The first building on the site was an early market cross dating back to the 16th century. The current building was commissioned by Thomas Watson-Wentworth, 1st Marquess of Rockingham, whose seat was at Wentworth Woodhouse, as a butter market for the town. It was designed in the neoclassical style, built in stone and completed in 1749. The design involved a rectangular structure which was arcaded on the ground floor, so that markets could be held, with a council chamber on the first floor.

The building was extensively refaced in an unsympathetic style in the mid-19th century, and then extended to the north and to the east in the late 19th century. The design of the new east-facing entrance block, which was castellated, involved a symmetrical main frontage of five bays. The central section of three bays, which was slightly projected forward, featured a doorway with a rectangular fanlight, flanked by two small bi-partite widows. The bays in the central section were flanked by pilasters and by large brackets supporting a wrought iron balcony. On the first floor there was a French door flanked by two casement windows. The outer bays were fenestrated by sash windows on both floors.

◇ ◇ ◇

# WHAT THE TASK ASKS:
According to the text above about the market building, who commissioned the current building?

(Pointing data for referring expressions)
◇ ◇ ◇

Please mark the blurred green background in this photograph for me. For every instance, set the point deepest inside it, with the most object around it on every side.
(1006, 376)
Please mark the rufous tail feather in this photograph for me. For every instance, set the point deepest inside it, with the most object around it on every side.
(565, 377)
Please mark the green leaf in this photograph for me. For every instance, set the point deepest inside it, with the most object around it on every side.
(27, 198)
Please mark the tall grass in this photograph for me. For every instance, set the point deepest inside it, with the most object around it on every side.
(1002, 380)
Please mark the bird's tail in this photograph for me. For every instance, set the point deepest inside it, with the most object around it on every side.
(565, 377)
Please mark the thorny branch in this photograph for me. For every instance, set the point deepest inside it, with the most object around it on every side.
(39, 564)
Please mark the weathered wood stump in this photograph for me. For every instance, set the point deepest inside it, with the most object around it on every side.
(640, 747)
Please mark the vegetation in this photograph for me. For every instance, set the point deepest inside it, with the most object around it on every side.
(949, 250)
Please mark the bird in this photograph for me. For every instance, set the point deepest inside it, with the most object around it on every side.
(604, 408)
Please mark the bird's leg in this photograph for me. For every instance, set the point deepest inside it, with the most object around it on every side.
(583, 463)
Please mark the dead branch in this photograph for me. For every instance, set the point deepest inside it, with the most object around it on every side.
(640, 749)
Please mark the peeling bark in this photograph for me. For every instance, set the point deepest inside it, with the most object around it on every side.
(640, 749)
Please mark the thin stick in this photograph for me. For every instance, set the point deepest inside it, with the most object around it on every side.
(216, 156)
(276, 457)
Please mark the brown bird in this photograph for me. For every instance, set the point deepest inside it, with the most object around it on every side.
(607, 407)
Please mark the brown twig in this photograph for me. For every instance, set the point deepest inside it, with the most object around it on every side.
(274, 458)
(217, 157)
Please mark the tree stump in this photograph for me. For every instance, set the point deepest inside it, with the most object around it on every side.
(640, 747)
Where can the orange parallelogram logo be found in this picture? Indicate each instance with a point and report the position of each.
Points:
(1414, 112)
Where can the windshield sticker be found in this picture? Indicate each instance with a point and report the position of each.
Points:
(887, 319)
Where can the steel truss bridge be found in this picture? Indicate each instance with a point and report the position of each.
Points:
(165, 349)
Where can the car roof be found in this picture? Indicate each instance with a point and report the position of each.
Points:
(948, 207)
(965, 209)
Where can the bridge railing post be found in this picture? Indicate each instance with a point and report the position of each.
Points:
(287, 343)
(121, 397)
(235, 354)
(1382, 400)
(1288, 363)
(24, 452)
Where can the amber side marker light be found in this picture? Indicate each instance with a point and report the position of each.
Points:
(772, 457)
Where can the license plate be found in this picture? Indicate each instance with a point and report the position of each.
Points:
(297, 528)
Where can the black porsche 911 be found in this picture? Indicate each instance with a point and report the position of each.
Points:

◇ ◇ ◇

# RESULT OF THIS EXERCISE:
Thomas Watson-Wentworth, 1st Marquess of Rockingham.